- TEXT SHOWN -
>>>>
Automate Everything w/ Bash, Linux & Command Line
  1. 16 Lines of Bash = Keyword Research Glory

    I’ve previously talked a bit about why I perform keyword research in the manner I do. I also shared several short Bash scripts that allow you to scrape search suggestion tools provided by Google, Yahoo, Bing and Amazon. It’s now time to show you how to take those tools and combine them into a thoroughly beastly keyword research tool.

    The Starting Point

    Here is the version of the script we ended with in the last post.

    #!/bin/bash
    
    q=$(echo "$1" | sed 's/ /%20/g')
    
    clear
    echo -e "\nGetting Suggestions for \"$1\""
    
    echo -e "\nGoogle:"
    curl -s "http://www.google.com/s?sugexp=pfwl&cp=15&q=$q" | sed 's/\[/\n\[/g' | cut -d'"' -f2 | tail -n +4
    
    echo -e "\nAmazon:"
    curl -s "http://t1-completion.amazon.com/search/complete?method=completion&q=$q&search-alias=aps&client=amazon-search-ui&mkt=1&x=updateISSCompletion&sc=1" | sed 's/,\[{".*//g;s/,/\n/g' | cut -d'"' -f2 | grep -v '\[\|\]\|\{\|\]' | tail -n +2
    
    echo -e "\nYahoo:"
    y_1=$(curl -s "http://sugg.us.search.yahoo.net/gossip-us-ura?droprotated=1&output=sd1&command=$q&nresults=10")
    # this way uses our keyword as a suffix rather than prefix. usually there are some duplicates with the first method but those are removed later.
    y_2=$(curl -s "http://sugg.us.search.yahoo.net/gossip-us-ura?droprotated=0&output=sd1&command=$q&nresults=10")
    echo $y_1 $y_2 | sed 's/{/\n{/g' | grep '"k"' | cut -d'"' -f4 | sort -u
    
    echo -e "\nBing:"
    curl -s "http://api.bing.com/qsonhs.aspx?FORM=ASAPIW&mkt=en-US&type=cb&cb=sa_inst.apiCB&q=$q&cp=13&bq=$q" | sed 's/{/\n{/g' | grep '"Txt"' | cut -d'"' -f4
    echo
    

    If you run the script like this…

    ./script.sh "galaxy nexus"
<<<<
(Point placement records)
>>>>
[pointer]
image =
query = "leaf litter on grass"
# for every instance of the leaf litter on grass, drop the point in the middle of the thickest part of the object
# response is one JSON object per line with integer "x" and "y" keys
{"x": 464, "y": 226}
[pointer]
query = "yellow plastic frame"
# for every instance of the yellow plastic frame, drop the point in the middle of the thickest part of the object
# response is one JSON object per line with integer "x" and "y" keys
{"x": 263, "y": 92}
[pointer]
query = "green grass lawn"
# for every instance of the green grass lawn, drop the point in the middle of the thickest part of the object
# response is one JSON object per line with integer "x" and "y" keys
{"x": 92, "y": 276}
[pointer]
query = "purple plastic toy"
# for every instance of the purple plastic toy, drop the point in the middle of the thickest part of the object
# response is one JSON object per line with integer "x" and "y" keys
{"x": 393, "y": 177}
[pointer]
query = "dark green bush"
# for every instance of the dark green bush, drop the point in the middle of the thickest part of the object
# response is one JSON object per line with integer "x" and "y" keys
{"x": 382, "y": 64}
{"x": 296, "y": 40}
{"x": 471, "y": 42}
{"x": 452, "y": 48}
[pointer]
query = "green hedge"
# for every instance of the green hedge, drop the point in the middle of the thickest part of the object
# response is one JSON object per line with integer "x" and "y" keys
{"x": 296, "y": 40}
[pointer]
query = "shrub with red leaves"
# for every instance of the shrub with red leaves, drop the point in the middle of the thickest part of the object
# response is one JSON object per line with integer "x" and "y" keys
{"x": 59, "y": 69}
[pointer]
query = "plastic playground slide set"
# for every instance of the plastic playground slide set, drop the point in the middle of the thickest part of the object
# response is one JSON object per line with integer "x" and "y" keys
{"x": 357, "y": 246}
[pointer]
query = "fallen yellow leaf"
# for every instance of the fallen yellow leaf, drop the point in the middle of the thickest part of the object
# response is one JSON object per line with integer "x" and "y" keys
<<<<
- SET PROBLEM 1 -
Reproduce the keyword research article word for word, everything from "I’ve previously talked" down to "the last post.".
- SET PROBLEM 2 -
According to the keyword research article, which four services offer the search suggestion tools that the earlier Bash scripts scrape?
- SET PROBLEM 3 -
Continue the keyword research article from the point where it stops.

- TASK OUTPUT 1 -
I’ve previously talked a bit about why I perform keyword research in the manner I do. I also shared several short Bash scripts that allow you to scrape search suggestion tools provided by Google, Yahoo, Bing and Amazon. It’s now time to show you how to take those tools and combine them into a thoroughly beastly keyword research tool.

    The Starting Point

    Here is the version of the script we ended with in the last post.

- TASK OUTPUT 2 -
Google, Yahoo, Bing and Amazon.

- TASK OUTPUT 3 -
    

    then you’ll get the following results:

    Getting Suggestions for "galaxy nexus"
    
    Google:
    galaxy nexus
    galaxy nexus release date
    galaxy nexus review
    galaxy nexus verizon
    galaxy nexus dock
    galaxy nexus sprint
    galaxy nexus accessories
    galaxy nexus extended battery
    galaxy nexus at\u0026t
    galaxy nexus specs
    
    Amazon:
    galaxy nexus
    galaxy nexus case
    galaxy nexus dock
    galaxy nexus extended battery
    galaxy nexus battery
    galaxy nexus screen protector
    galaxy nexus accessories
    galaxy nexus unlocked
    galaxy nexus verizon
    galaxy nexus car dock
    
    Yahoo:
    galaxy nexus
    galaxy nexus 4g lte
    galaxy nexus accessories
    galaxy nexus prime
    galaxy nexus release date
    galaxy nexus review
    galaxy nexus sprint
    galaxy nexus update
    galaxy nexus verizon
    galaxy nexus vs iphone 4s
    samsung galaxy nexus
    
    Bing:
    galaxy nexus
    

    This is great, but there are many keyword opportunities that we are missing out on. Each of these sites return a maximum quantity of suggestions at one time. Each engine will choose the 10 “best” results. We can a different set of 10 results for each by just appending a space and then one letter to the end of our root keyphrase like you’re starting to type another word on to the end of your query. You can see why I mean by trying it yourself in Google.

    Since Google will evaluate each keystroke you type and send a GET request back to their servers to return updated suggestions, we can use this to our advantage to greatly expand the list of results returned. Let’s rerun the script above, but this time we’ll append an a to the original keyphrase…

    ./script.sh "galaxy nexus a"
    

    and you’ll get this:

    Getting Suggestions for "galaxy nexus a"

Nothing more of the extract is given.